-- Data listing follows --
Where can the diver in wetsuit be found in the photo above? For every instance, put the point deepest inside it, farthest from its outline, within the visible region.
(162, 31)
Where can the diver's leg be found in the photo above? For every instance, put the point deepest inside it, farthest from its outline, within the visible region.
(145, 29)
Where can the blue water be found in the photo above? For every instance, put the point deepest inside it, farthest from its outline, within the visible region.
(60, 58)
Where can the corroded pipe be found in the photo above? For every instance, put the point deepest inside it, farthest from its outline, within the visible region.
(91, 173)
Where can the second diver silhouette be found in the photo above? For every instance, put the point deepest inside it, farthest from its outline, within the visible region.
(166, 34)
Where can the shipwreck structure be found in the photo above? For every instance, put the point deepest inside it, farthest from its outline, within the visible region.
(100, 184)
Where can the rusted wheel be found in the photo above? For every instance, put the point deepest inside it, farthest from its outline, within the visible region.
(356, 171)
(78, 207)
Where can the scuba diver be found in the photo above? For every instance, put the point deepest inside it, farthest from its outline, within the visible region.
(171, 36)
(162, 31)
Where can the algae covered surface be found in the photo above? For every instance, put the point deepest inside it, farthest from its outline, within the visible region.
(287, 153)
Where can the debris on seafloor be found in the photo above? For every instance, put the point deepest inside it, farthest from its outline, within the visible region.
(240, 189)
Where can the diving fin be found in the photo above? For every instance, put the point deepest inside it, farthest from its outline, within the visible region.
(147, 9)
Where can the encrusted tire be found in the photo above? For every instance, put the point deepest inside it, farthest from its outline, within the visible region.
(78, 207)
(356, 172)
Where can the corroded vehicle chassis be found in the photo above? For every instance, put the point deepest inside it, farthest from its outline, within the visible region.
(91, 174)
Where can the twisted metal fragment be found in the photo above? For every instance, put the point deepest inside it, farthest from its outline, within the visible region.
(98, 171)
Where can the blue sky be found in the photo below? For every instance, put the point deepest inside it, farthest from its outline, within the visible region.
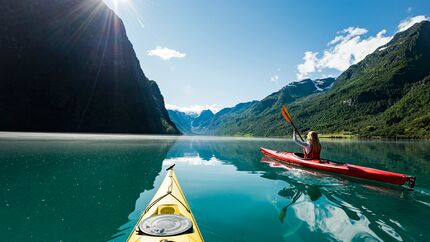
-- Data listing concluded --
__Problem__
The required output is every line of the data above, set down exactly and stripped of pictures.

__Answer to the exercise__
Where can the diver in wetsuit be found in the photo above? For every instance, put the point deepest inside it, farthest from its outline, within the visible region.
(162, 31)
Where can the diver's leg be found in the photo above? For every instance, put the point deepest inside it, farthest from its outline, within the visible region.
(145, 29)
Where can the blue water be found in the photo above? For every instance, put the point deepest inside it, farthest from its outline, within the visible region.
(60, 58)
Where can the corroded pipe be found in the photo above? For every instance, put the point deepest inside it, farthest from its outline, within the visible region.
(91, 173)
Where can the second diver silhouette be found in the photo above? For every instance, put the point deepest inside it, farthest from its outline, within the visible region.
(166, 34)
Where can the shipwreck structure be found in the photo above? For every instance, put the point deepest inside it, farthest from its outline, within the visible region.
(100, 184)
Where can the rusted wheel be found in the photo above? For every instance, put the point deepest inside it, farthest from its outline, within the visible region.
(356, 171)
(78, 207)
Where can the scuba diver be found in the photo above? For every instance, put the point deepest inside it, farthest from its outline, within the visible region.
(171, 36)
(162, 31)
Where can the algae covered surface be found in the photo above? For every instance, put the point deepest inside it, farthest from its outline, within the visible region.
(287, 153)
Where can the debris on seafloor be found in the photo above? For every instance, put the point deepest inside it, farthest from its outline, within the visible region.
(240, 189)
Where can the diving fin be found in the photo above? For every instance, put the point deepest inside it, farthest from its outline, within the visible region.
(147, 9)
Where can the encrusted tire be found in the photo above? For every instance, put the point deepest inside it, farthest from its outline, within the visible region.
(78, 207)
(356, 172)
Where can the corroded vehicle chassis be found in the photo above? For every instance, put the point deepest inside it, farthest from its outline, within the visible region.
(91, 174)
Where can the twisted metal fragment be found in the photo above? For every instance, put the point deepest inside it, farthest from its outline, within the visible region.
(98, 171)
Where can the blue sky be found in the photo below? For every instance, put the point deepest inside it, farthest from its outline, within the visible region.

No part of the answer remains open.